*** Document

I left home, it was the 17
th July I think. I was setting off for 3 weeks of solo travel, mostly, after tackling the 20hr flight to London. London was time with Annie - ballet friend of about 4-5 yrs, Latin dancer extraordinaire, a good friend, and one of the kindest people I've had the benefit of knowing. We shopped, and clubbed, and drank red wine and ate overpriced pasta, and took a dance class at Pineapple studios, grabbed the bargains at
Portobello markets, sat in the 'must pay' seats in the park until we got kicked off, and took the late night bus back to her house in Surrey in the wee hours of the morning.
France was next. Lyon first. Then Nice. Lyon is old
skool. Traditional. Friendly. Scary at night. Yummy pastry shops around every corner. Tapestry district. First films by the Lumiere brothers. Cheese with baguette. Fresh fruit and veg markets. Sock shopping because British Airways lost my luggage. Train to Nice. Over-touristy. Luggage still lost. Boulevard
des Anglais. Beach entry fees. Themed beaches. Russian church, which closed just before I got there, yet the tour group on the bus were allowed through despite their arriving later. Nice Jazz festival, Simply 7 acoustic group,
churros, standing on a tree to see, memorable night. Back to Lyon. Still no luggage. Fly to Rome.
,
Italy =
Contiki! Nick-named '
Piccola' by the hotel staff in
Orvietto, meaning 'little' in Italian. It spread among the group and soon became synonymous with Patrice. So Rome,
Orvieto, Sienna, Pisa, Florence and lots of little Tuscan villages in between. Clear beach, ball games, hot tanned Italian guys, pasta cooking, truffle hunting, clubbing, stain-glass churches and museums, 40 minute power shopping in Florence, the smell of leather in shops, those colour-coordinated Italian women with matching boots, bag, coat and hair dye. Fun with the group - Sarah, Laurel, Toni and many others.... let's not forget the group leader, Amadeus... and along with him come the girls who hopped from one
Contiki to the next, unquestionably with the object of spending more time with him. Aw poor dears.
Greece for 2 weeks! 4 Islands! One person! A bunch of rude
Greeks, good food, some bad food (poisoning), good tan, bad hotel room, good - no great - beaches, ancient ruins, museums, donkeys, hot springs, random kind
Athenian tourists in
Naxos who shared their day with me. So first stop was Athens. A couple of nights in the hostel there, then I checked by bag into storage and hit the islands with a backpack. Ferry to
Mykonos from
Pireaus port in Athens. A rough ride, and feeling a bit sick on arrival. I get there at 10pm at night with no place to stay. People are crowded around the port where the ferry docks when I arrive. Photos, laminated booklets, business cards, all in your face, talking, shouting, trying to get your business. 50 euro per night for a single person. So I end up asking 2 random girls if they wanted to share a room and split the cost. We do. They are Irene and
Eraitz. We hit the town, ride on their scooter and eat
fetta and salami for dinner on the balcony of the house we're staying at. I take a day trip to
Delos - place of most sunlight, hot, ruins pirated to construct the Acropolis and other structures in Athens. A detailed history... but I can't remember it all... it's somewhere in my
writitngs.

******
*** Dataset content

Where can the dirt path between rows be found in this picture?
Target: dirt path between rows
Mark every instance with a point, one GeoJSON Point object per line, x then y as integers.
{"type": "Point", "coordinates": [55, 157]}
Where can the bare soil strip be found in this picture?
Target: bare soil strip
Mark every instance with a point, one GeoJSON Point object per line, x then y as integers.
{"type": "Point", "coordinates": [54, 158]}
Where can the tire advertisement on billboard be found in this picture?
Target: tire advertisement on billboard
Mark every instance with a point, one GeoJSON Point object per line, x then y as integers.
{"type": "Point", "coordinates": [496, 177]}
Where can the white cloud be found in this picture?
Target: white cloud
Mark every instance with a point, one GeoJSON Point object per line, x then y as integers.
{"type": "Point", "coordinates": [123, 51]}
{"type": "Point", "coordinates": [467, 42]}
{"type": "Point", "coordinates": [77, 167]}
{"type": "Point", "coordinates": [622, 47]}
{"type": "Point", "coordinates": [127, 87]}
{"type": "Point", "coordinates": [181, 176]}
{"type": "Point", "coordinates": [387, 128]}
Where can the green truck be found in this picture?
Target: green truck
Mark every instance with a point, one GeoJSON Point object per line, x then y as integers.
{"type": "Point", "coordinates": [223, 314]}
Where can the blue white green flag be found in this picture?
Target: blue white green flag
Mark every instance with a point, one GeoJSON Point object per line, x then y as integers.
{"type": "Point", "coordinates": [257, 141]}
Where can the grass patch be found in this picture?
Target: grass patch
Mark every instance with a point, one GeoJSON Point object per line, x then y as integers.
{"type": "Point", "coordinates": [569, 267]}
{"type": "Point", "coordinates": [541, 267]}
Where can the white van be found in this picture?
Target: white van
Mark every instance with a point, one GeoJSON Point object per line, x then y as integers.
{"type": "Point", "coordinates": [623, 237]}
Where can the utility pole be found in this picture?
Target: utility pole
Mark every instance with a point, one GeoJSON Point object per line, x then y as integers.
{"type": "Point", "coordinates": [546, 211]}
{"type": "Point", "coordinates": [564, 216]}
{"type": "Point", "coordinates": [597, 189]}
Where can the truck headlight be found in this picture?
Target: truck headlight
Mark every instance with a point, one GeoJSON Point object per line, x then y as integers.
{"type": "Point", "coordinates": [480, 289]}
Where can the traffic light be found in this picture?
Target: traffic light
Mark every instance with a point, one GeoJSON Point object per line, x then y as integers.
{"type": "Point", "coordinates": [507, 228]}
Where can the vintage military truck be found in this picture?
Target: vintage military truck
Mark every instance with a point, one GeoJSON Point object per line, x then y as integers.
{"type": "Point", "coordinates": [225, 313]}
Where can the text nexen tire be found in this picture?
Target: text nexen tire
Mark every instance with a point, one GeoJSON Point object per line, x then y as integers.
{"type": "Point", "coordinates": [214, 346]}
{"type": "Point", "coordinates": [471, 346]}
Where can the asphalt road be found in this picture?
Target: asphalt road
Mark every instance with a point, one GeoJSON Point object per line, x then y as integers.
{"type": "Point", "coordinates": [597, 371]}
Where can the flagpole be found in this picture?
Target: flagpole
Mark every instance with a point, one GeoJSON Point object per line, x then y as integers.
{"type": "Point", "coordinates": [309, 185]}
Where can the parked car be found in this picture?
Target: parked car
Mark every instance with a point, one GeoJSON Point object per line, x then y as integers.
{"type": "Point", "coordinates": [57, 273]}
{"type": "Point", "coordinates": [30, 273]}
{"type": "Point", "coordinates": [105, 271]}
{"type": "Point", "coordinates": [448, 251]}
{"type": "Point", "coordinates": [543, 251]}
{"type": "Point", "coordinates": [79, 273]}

******

Pick up the travel diary after its last sentence and keep writing it in the same voice. The records have no connection to the travel diary.

» Reply
Next stop
Naxos. Not so touristy. Do take a bus into
Ano Mera, middle of nowhere. Do get lost in an olive grove looking for a Byzantine church and have to get a motorbike ride by a local back into the main town area. Spend a day with Athenian tourists, Nick and Zoe, searching for ancient temples and castles (which we find), spend some time at St Anna's beach?, get treated to a 4/5 course lunch complete with Ouzo (strong liquorice-tasting Greek liquor) and dropped off home at the end of the day. Lovely people. I recall
swimming in the water just a couple of 100 metres from where the ferries and boats are docked in the main town area. It's as if people are walking down the street, decide they get hot, then jump off the side of the street into the water.
Santorini to follow. I thank my lucky stars for making it through the bus ride up the edge of the cliff from the port to the city. Psycho drivers, taking those corners ridiculously fast and ridiculously close to the edge.
Santorini is
picturesque. I see a sunset from
Oia, with American girl Erin I meet on the day-trip. We glass-bottomed boated it to the small islands - the volcanic crater, the hot springs, take a donkey up one of the islands and decide to walk the way back down. We shared dinner (
dolmathes, crisp bread and feta) on the side of a wall in
Oia as we watched the famous sunset there. Turning around, I feel like I'm seated for a rock-concert. Swarms of people are doing the same as us. People standing, sitting, wherever they can to watch the light fall and fade below the horizon.
Corfu is my last island visit. Completely different from the ones before. Venetian influenced. Gorgeous buildings, despite their run-down appearance. I decided to food-poison myself here by eating feta cheese after it had been left out in the hot
unairconditioned refrigeratorless room overnight.
Mmm not good. Made it to
Achillon Palace the next day nonetheless though. Love
Sisi's furniture and the murals on the ceiling and painted belly of the stairwell. The Achilles statute in the backyard, also pretty impressive. Drank frappe on the walkway beside the
spiniada, swam in the water, random walks around the city on the religious public holiday I arrived (which left me wondering why everything was so quiet, until I realised it was the Virgin Mary's day).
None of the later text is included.